■ **Entries shown**
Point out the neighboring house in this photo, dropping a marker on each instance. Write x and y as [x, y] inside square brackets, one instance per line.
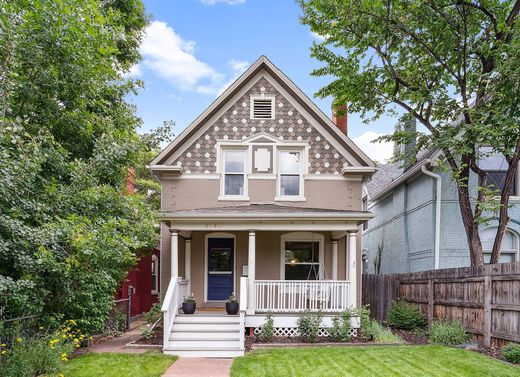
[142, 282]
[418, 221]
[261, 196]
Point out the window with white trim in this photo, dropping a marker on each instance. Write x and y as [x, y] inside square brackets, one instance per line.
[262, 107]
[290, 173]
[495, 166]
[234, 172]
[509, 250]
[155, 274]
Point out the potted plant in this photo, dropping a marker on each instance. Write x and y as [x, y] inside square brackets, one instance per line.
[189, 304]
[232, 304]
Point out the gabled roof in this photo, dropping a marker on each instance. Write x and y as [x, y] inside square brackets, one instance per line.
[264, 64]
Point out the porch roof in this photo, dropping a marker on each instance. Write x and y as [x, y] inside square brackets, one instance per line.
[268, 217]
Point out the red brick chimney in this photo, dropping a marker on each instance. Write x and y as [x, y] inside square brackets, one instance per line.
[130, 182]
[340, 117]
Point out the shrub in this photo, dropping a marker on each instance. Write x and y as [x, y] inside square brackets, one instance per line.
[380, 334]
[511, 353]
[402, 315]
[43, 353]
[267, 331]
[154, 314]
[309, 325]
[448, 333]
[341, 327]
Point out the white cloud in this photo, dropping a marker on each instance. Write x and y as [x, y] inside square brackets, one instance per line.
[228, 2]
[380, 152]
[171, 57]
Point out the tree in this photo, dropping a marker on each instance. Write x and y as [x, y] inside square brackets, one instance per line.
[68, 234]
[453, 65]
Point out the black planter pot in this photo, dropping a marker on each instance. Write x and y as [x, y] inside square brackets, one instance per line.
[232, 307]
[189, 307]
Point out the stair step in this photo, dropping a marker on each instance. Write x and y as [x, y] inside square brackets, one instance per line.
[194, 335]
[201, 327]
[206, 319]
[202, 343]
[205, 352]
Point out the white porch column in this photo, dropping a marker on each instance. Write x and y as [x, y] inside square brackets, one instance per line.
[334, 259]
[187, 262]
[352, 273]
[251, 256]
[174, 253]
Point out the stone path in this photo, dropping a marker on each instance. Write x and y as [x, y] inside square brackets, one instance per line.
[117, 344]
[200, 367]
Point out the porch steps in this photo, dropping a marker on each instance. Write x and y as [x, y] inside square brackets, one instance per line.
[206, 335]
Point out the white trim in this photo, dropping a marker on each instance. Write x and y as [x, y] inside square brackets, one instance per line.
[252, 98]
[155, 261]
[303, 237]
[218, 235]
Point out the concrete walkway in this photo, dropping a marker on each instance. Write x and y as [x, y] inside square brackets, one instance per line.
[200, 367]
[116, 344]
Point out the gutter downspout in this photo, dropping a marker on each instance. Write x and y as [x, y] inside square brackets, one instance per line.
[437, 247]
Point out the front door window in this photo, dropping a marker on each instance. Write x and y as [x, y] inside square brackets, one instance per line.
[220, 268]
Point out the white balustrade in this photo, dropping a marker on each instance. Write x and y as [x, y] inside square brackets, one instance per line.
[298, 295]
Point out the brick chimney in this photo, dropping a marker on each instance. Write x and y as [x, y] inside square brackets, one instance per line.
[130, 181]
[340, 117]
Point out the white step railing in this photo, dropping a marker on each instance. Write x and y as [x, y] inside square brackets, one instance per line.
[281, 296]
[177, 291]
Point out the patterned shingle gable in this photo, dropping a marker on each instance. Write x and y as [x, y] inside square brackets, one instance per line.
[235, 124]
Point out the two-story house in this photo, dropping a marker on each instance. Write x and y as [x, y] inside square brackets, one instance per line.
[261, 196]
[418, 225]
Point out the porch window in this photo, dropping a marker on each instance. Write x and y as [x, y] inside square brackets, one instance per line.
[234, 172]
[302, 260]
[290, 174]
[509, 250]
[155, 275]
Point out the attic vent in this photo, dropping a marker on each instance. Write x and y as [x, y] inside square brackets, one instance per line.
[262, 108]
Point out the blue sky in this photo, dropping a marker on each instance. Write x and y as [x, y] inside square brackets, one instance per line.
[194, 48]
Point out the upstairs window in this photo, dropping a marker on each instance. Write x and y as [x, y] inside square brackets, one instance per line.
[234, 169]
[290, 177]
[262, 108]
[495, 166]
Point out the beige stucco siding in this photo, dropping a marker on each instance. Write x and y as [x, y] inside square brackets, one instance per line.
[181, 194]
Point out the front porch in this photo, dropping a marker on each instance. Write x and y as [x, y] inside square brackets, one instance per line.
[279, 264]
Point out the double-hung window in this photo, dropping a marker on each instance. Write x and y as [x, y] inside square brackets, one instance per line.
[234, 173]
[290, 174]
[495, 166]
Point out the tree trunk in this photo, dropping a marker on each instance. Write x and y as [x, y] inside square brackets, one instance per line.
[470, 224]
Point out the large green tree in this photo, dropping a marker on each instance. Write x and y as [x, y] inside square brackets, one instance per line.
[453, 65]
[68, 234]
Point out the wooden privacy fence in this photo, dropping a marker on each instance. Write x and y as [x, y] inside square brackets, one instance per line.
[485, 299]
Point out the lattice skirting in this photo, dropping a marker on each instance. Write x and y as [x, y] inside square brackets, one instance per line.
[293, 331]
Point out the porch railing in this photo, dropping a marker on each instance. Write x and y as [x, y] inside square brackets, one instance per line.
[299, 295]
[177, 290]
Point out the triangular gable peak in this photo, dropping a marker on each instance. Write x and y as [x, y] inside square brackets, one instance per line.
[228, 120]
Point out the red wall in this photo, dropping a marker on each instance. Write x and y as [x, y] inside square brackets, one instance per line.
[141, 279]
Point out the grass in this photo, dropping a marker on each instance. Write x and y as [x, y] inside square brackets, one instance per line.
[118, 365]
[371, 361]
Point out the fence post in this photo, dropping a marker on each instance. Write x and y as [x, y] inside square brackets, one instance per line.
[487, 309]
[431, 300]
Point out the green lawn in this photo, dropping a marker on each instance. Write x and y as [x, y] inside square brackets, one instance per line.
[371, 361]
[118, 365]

* * *

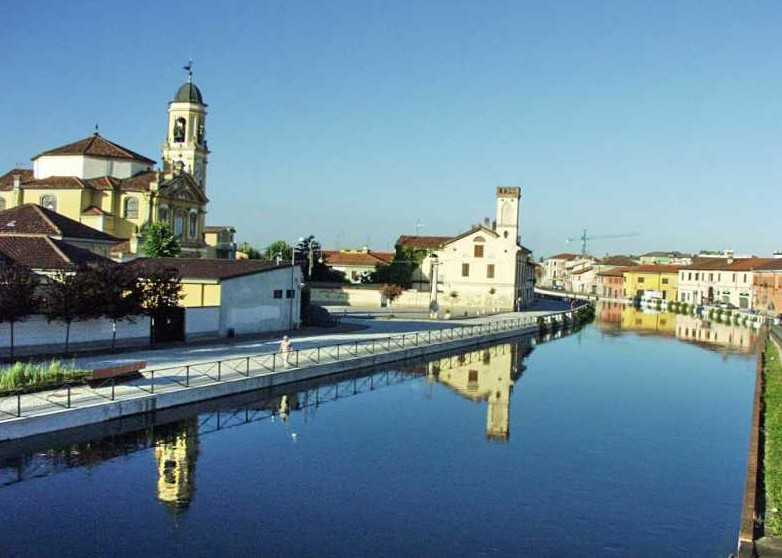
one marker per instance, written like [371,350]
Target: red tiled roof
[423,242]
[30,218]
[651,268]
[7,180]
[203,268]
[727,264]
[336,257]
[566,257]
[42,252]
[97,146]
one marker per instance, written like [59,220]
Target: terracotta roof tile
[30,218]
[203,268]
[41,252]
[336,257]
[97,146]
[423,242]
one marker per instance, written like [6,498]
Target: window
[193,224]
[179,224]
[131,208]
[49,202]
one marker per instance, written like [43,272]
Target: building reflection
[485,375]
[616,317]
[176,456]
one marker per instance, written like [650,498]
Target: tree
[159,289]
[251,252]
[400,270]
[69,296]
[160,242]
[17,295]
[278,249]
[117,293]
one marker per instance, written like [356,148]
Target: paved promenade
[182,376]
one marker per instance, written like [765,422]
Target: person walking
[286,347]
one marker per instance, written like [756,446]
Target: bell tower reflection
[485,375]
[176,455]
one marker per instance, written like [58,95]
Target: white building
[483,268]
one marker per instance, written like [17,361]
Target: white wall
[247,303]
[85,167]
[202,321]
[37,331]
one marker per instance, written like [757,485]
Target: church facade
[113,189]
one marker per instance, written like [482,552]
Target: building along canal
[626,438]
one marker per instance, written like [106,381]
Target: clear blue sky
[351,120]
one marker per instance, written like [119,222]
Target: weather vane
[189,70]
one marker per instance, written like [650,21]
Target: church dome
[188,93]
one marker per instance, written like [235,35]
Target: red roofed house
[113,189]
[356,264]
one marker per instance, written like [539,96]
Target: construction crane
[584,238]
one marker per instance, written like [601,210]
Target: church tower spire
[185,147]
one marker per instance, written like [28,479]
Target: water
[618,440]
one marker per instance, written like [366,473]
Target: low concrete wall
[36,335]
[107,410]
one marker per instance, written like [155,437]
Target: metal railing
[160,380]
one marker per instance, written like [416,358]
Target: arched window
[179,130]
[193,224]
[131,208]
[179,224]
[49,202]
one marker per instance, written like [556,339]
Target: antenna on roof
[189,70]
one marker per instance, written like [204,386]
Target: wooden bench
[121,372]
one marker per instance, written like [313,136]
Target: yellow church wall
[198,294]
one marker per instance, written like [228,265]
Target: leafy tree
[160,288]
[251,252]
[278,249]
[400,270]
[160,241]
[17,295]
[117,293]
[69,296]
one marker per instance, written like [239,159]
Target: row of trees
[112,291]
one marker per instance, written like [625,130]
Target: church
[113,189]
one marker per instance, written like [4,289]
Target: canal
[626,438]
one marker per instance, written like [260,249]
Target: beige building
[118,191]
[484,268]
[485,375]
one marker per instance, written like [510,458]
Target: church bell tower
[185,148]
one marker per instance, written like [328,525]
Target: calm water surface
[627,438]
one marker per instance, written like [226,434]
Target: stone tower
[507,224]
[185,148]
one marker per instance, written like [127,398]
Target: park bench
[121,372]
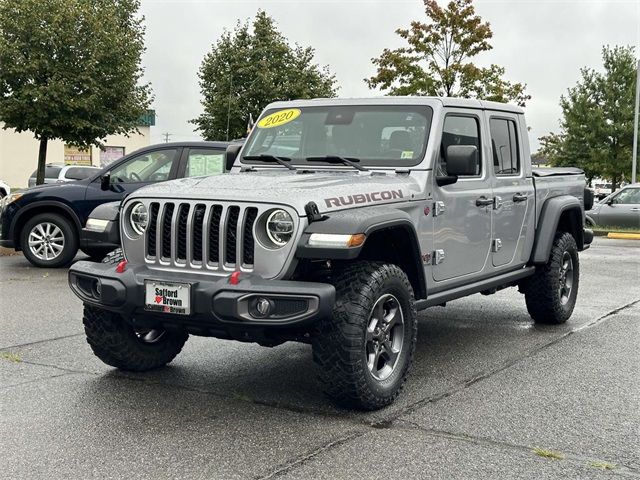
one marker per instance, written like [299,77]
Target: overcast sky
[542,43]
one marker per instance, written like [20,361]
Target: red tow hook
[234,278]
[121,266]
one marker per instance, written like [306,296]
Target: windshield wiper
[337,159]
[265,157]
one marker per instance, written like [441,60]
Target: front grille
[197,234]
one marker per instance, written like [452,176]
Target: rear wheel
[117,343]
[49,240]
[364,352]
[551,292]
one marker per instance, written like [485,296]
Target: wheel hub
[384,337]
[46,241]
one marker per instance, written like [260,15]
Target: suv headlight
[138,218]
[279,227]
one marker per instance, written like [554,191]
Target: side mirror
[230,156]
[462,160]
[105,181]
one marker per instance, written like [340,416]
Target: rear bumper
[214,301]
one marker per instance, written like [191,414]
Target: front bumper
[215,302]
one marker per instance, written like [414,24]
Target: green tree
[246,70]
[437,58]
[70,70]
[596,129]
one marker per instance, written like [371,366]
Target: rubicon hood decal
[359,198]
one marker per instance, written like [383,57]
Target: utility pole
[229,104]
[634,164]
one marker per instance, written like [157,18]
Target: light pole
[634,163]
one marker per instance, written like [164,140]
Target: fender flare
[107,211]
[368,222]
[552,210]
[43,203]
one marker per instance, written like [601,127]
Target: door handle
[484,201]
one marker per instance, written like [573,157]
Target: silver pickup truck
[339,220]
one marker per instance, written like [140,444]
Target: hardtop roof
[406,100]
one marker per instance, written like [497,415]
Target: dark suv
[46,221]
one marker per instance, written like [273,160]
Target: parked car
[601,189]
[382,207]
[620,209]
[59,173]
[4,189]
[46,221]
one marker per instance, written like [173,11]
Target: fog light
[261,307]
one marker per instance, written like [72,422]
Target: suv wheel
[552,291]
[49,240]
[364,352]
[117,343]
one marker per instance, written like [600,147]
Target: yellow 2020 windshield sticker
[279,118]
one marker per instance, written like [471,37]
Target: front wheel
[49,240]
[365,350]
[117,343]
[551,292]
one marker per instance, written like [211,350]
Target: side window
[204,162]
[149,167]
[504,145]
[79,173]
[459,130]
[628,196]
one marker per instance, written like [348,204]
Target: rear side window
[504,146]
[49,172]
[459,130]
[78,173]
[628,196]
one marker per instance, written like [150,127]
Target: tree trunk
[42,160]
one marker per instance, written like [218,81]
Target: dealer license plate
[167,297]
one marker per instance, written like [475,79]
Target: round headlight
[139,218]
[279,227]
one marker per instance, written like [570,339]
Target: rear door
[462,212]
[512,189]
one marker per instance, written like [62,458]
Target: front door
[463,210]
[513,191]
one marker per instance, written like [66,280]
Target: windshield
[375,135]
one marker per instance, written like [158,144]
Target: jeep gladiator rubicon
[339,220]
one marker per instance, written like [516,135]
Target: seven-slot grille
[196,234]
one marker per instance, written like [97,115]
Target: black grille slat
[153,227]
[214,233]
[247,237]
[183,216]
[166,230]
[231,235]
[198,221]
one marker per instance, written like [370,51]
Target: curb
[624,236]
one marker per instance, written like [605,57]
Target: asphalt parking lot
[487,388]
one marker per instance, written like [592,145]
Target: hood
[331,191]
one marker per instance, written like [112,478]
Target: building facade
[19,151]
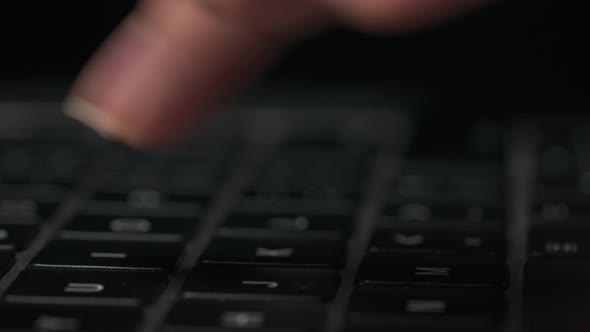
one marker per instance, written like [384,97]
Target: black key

■ **Task description**
Give again, word for word, every line of the listing above from the one with "one marker per instance, written like [340,416]" to the one with "one marker per instance, written like [600,147]", both inclusive, and nothing beyond them.

■ **Written solution**
one marker per instance, written like [340,416]
Target: rear bumper
[214,301]
one marker per instance, written like [191,414]
Target: front bumper
[215,302]
one marker per instance, written like [414,24]
Target: green tree
[246,70]
[437,58]
[70,70]
[596,129]
one marker per instance, written like [371,366]
Target: rubicon hood decal
[359,198]
one marker per instance, written like [383,57]
Target: utility pole
[229,104]
[634,164]
one marker per instance, written like [157,18]
Target: light pole
[634,163]
one marker per instance, written like [164,140]
Target: fender flare
[107,211]
[368,222]
[552,210]
[43,203]
one marker per instance, written like [601,127]
Target: door handle
[484,201]
one marker per instance, written like [573,157]
Target: silver pickup truck
[339,220]
one marker per instance, written like [140,444]
Target: hardtop roof
[406,100]
one marker per instance, written like [497,415]
Target: dark suv
[46,221]
one marker per instance, written like [273,160]
Target: parked car
[601,189]
[382,207]
[620,209]
[59,173]
[4,189]
[46,221]
one marker per instance, written like [173,11]
Target: fog light
[261,307]
one marker per instance, written like [72,422]
Target: suv wheel
[552,291]
[49,240]
[364,352]
[117,343]
one marker per instance, written like [600,147]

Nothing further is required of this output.